===== PROVIDED DATA
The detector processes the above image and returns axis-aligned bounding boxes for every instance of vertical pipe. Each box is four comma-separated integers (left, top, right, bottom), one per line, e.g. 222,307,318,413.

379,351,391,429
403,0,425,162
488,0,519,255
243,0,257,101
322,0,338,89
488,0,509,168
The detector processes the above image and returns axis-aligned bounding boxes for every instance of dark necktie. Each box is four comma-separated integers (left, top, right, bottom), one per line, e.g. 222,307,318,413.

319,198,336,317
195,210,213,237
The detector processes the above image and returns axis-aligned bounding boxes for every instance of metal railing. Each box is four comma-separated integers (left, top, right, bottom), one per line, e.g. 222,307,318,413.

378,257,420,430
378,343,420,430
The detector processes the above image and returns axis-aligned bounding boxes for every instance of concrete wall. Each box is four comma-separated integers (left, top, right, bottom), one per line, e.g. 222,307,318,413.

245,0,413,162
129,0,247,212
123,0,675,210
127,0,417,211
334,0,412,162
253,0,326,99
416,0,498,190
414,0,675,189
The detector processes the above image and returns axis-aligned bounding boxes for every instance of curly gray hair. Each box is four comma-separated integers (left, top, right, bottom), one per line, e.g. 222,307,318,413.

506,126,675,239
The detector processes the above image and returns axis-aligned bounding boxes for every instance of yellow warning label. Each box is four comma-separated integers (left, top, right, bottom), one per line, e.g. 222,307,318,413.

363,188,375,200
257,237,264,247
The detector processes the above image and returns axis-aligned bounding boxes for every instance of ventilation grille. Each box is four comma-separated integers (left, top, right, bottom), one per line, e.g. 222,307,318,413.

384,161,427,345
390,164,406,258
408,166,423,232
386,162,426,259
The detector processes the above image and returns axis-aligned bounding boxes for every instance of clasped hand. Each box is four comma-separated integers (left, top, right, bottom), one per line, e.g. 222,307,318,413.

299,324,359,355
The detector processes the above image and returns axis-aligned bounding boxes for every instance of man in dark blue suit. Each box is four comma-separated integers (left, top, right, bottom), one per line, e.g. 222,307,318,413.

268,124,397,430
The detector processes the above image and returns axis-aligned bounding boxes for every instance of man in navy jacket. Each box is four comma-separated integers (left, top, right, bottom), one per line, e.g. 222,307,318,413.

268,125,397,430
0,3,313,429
==========
[EXERCISE AIM]
Write out the data above again, word for word.

[SOLUTION]
The detector processes the above image and returns axis-aligned bounding boxes for every instance of vertical pipe. Each box is four comma-separated integers (left, top, right, bottom), one per line, e.g. 222,307,318,413.

379,351,391,429
403,0,425,162
488,0,519,255
243,0,257,101
322,0,338,89
488,0,509,168
The detector processes the above image and returns axis-aligned bounding boxes for every instance of dark necktie. Each box is four comma-separated integers (left, top, right, bottom), one per line, e.g. 222,307,318,413.

319,198,336,317
195,210,213,237
The detector processes the above image and returns axis-aligned bounding boxes for every instance of metal railing. Each box is four comma-separated integers (left, top, right, bottom), one per line, e.g. 222,307,318,413.

378,257,420,430
378,343,420,430
The detector processes the above image and returns axis-aligned bounding boxes for every instance of concrete wall. Each box is four comma-separated integers (left, top, right, bottom), one per line, e.g. 222,307,318,413.

245,0,413,162
129,0,247,212
123,0,675,210
127,0,417,211
334,0,412,162
253,0,326,99
416,0,498,190
414,0,675,189
The detector processes the above image and returns axis-aligned bounding boxes for every instance of curly gray hair. Each box is four comma-separated integers (left, top, right, bottom), one per line, e.g. 222,307,318,413.

506,126,675,239
The detector processes the above image and returns axis-aligned bounding boxes for every instance of yellow warning label. Each box is four comma-separated integers (left, top, right, bottom), one per line, e.g. 222,307,318,413.

363,188,375,200
257,237,264,247
The detector processes the above image and returns axis-aligned bounding boxes for every instance of ventilation grille. Each box is four comma-separated integers (left, top, right, bottom), one per line, e.g. 222,307,318,413.

384,161,427,345
390,164,406,258
408,166,423,232
386,162,426,259
The detector processes the above image and returns axis-aligned bounding boxes for every instance of clasped hand. Each box is four comma-separated integers (left, top, right, bottom), one per line, e.g. 222,307,318,413.

299,324,359,355
The detector processes the above image and returns axis-aligned bounding boxes for every instance of man in dark blue suit. Each box is four comma-separated integers (left, top, right, bottom), one per line, e.g. 222,307,318,413.

268,124,397,430
The detector processes the above image and returns axis-aligned bounding boxes for every instance of man in navy jacket. Each box is four comma-separated integers (left, top, right, bottom), one per line, e.g. 222,307,318,413.

268,125,397,430
0,3,313,429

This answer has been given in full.